- _Set problem_:
Please rewrite the listing below, swapping every "component" for "module" and leaving everything else unchanged.
________
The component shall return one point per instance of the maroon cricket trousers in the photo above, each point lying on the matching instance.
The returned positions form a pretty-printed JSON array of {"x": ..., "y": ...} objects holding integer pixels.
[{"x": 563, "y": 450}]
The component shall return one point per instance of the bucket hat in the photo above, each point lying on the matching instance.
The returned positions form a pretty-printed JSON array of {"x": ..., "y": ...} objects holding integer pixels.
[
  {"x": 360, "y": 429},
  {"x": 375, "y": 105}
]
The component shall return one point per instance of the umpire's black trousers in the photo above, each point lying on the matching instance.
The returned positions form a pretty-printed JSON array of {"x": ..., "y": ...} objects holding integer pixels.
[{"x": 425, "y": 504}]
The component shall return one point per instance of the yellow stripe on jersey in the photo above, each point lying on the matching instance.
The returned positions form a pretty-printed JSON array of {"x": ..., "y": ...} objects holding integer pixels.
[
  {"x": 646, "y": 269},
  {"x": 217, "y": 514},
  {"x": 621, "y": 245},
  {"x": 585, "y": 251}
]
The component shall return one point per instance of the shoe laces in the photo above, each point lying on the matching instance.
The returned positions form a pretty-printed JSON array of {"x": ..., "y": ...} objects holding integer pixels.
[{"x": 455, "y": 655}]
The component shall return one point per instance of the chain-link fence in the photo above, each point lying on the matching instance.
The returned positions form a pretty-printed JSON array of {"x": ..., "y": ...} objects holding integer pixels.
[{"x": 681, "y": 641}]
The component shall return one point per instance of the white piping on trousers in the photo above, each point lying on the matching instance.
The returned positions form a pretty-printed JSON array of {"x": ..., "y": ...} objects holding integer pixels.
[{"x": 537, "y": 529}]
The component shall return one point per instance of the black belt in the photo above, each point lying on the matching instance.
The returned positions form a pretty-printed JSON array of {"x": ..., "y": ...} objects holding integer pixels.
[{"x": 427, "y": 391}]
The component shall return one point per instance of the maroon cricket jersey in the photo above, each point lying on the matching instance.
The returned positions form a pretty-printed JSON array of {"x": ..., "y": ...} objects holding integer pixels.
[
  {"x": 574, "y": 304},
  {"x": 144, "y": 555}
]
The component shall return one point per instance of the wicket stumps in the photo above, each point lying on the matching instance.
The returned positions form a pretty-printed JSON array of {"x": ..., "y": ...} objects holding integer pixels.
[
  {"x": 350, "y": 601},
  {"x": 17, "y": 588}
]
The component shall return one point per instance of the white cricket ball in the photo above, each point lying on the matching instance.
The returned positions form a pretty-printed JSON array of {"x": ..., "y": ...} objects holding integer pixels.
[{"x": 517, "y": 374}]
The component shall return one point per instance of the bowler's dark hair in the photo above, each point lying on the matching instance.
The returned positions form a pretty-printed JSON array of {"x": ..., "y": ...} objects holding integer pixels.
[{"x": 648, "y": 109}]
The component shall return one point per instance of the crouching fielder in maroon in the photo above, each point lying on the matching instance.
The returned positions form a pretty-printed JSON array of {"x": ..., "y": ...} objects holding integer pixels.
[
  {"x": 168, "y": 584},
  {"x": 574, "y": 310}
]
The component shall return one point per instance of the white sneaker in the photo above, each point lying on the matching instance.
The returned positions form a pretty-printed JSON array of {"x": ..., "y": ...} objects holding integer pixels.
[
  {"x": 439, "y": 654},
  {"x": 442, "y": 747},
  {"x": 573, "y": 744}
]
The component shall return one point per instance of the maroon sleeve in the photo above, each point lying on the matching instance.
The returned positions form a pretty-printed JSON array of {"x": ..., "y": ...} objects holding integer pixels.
________
- _Correct output_:
The module shall return one point per instance of the maroon cricket trousers in the photo above, each point lying on the matching instance.
The returned positions form a pretty-printed JSON array of {"x": ..., "y": ...} objects holding integer pixels.
[{"x": 563, "y": 450}]
The module shall return one point per instance of the bucket hat in the photo above, each point lying on the matching instance.
The returned positions form a pretty-printed JSON array of {"x": ..., "y": ...} objects holding integer pixels.
[
  {"x": 360, "y": 429},
  {"x": 375, "y": 105}
]
The module shall return one point per instance of the umpire's black trousers in the photo above, each point lying on the matching instance.
The returned positions form a pretty-printed JSON array of {"x": ..., "y": ...} objects holding integer pixels.
[{"x": 425, "y": 504}]
The module shall return one point per instance of the yellow stripe on jersey in the photo above, each point lying on the matching instance.
The returned positions form a pretty-printed JSON array of {"x": ..., "y": ...} objects holding integer pixels.
[
  {"x": 646, "y": 269},
  {"x": 217, "y": 514},
  {"x": 621, "y": 245},
  {"x": 585, "y": 251}
]
The module shall return one point per instance of the shoe laces in the photo above, each point lying on the matching instance.
The returned positions form a pretty-printed JSON array of {"x": ..., "y": ...} objects holding integer pixels.
[{"x": 455, "y": 655}]
The module shall return one point per instance of the chain-link fence in the photo above, each point lying on the matching instance.
The returned positions form a pretty-printed JSON array of {"x": ..., "y": ...} objects holding integer pixels.
[{"x": 681, "y": 641}]
The module shall return one point per instance of the white piping on trousers in the photo above, each point lying on the matching instance.
The returned positions form a pretty-printed JSON array of {"x": ..., "y": ...} objects holding integer pixels.
[{"x": 537, "y": 529}]
The module shall return one point per instance of the black belt in the photo above, each point lying on the matching instance.
The returned positions form a pretty-printed JSON array of {"x": ..., "y": ...} objects holding integer pixels.
[{"x": 427, "y": 391}]
The module shall return one point per instance of the maroon cricket jersey in the photo above, each point lying on the matching instance.
The returned positions form a pretty-printed JSON array of {"x": ..., "y": ...} objects holding integer pixels.
[
  {"x": 574, "y": 304},
  {"x": 144, "y": 555}
]
The module shall return one point per instance of the wicket stumps in the photo above, each point lying on the matching instance.
The returned positions form a pretty-printed JSON array of {"x": ..., "y": ...} objects holding integer pixels.
[
  {"x": 350, "y": 601},
  {"x": 17, "y": 588}
]
The module shall return one point per instance of the white cricket ball in the photo above, each point lying on the matching instance.
The returned positions form a pretty-printed JSON array of {"x": ..., "y": ...} objects holding integer pixels.
[{"x": 517, "y": 374}]
The module shall return one point per instance of the bowler's dark hair in the photo above, each point lying on the matching instance.
The returned positions form a pretty-printed JSON array of {"x": ..., "y": ...} objects holding integer pixels.
[{"x": 648, "y": 109}]
The module shall return one point per instance of the crouching fielder in maroon in the photo above, each point lying on the matching instance.
The returned positions form a pretty-printed JSON array of {"x": ..., "y": ...} objects holding integer pixels.
[
  {"x": 168, "y": 584},
  {"x": 574, "y": 310}
]
The module shall return one point per instance of the white sneaker in the photo above, each point lying on the matching instance.
The returned positions form a pretty-printed JSON array of {"x": ..., "y": ...} objects holding integer pixels.
[
  {"x": 439, "y": 654},
  {"x": 442, "y": 747},
  {"x": 573, "y": 744}
]
The module shall return one point per instance of the maroon sleeve in the photo above, each point lying on the matching instance.
The returned positions form a pretty-printed JSON array of {"x": ..., "y": ...} objects holding integer pixels.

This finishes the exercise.